DOCUMENT PASSAGE
From the New York Times, I'm Michael Barrow. This is The Daily.

0:10.5

Today.

0:12.5

In a brief but prolific career, a young writer asked whether evangelical Christianity could change.

0:20.5

In doing so, she changed it.

0:23.0

My colleague Natalie Kichoev speaks to Religion Reporter Elizabeth Dias about the legacy of Rachel Held Evans.

0:33.0

It's Monday, June 3rd.

0:38.0

It's always interesting to me as the Religion Reporter for The New York Times,

0:43.0

which spiritual figures break out into the mainstream.

0:47.0

And I think the last time I wrote in Obituary was for Billy Graham.

0:54.0

And the word redemption means to buy back. Why do you need to be bought back?

0:58.0

Because the Bible says you're the slave of sin.

1:01.0

He was this giant of evangelical culture. He died at 99 and defined generations of evangelical culture.

1:09.0

You must make a choice tonight. Are you going to continue down the broad road that leads to destruction or will you change and go the narrow road that leads to eternal life?

1:21.0

This is the choice that only you can make.

INSTRUCTIONS
1. Answer these questions about the transcript, each on its own line:
(a) What day and date does the episode give?
(b) At what age did Billy Graham die?
(c) Who speaks to Elizabeth Dias about the legacy of Rachel Held Evans?
2. Reproduce the part of the transcript starting with "In doing so, she" and going on through "Monday, June 3rd.".

DATA SEGMENT

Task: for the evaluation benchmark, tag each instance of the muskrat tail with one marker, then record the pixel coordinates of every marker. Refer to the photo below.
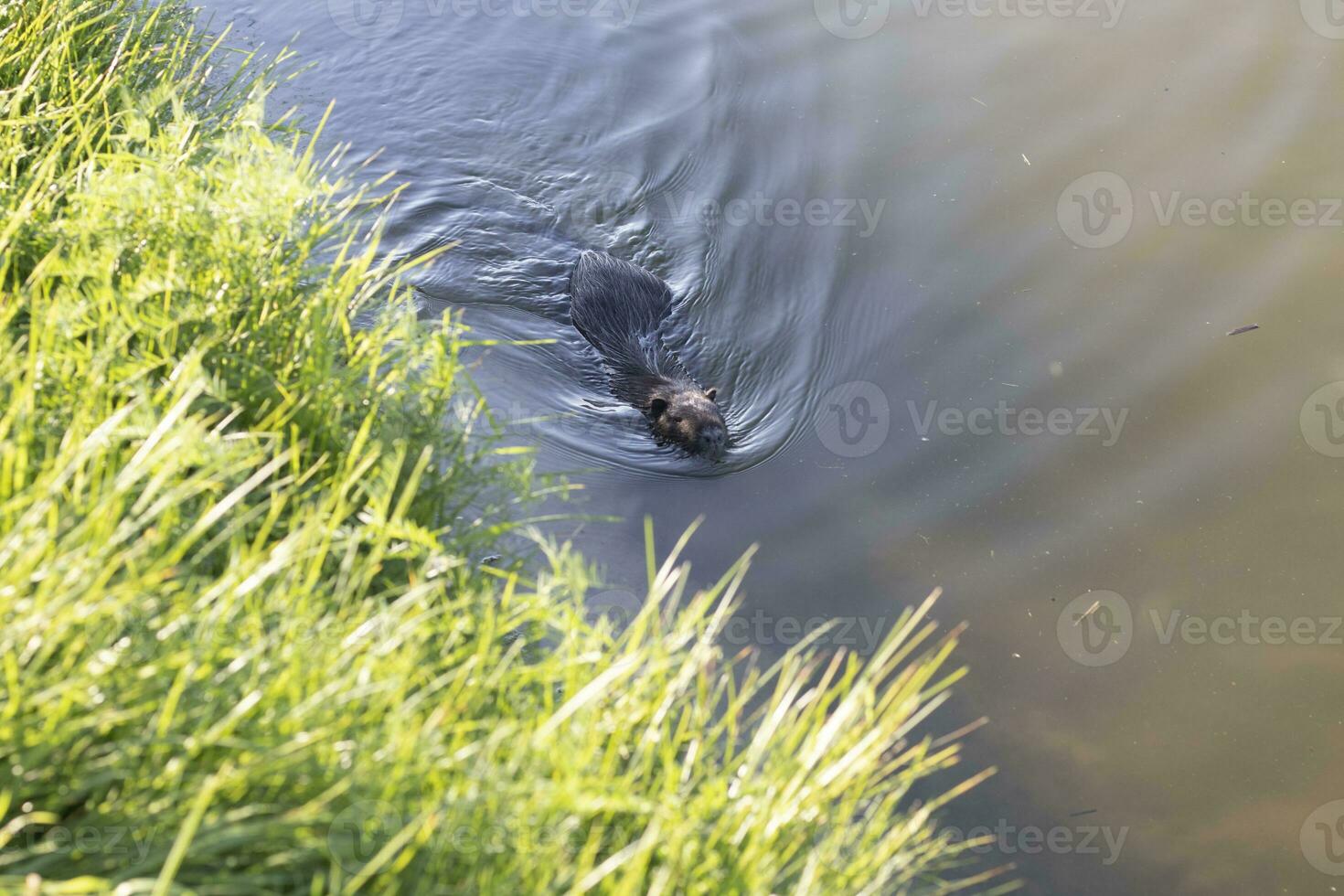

FULL SOLUTIONS
1.
(a) Monday, June 3rd
(b) 99
(c) Natalie Kichoev

2.
In doing so, she changed it.

0:23.0

My colleague Natalie Kichoev speaks to Religion Reporter Elizabeth Dias about the legacy of Rachel Held Evans.

0:33.0

It's Monday, June 3rd.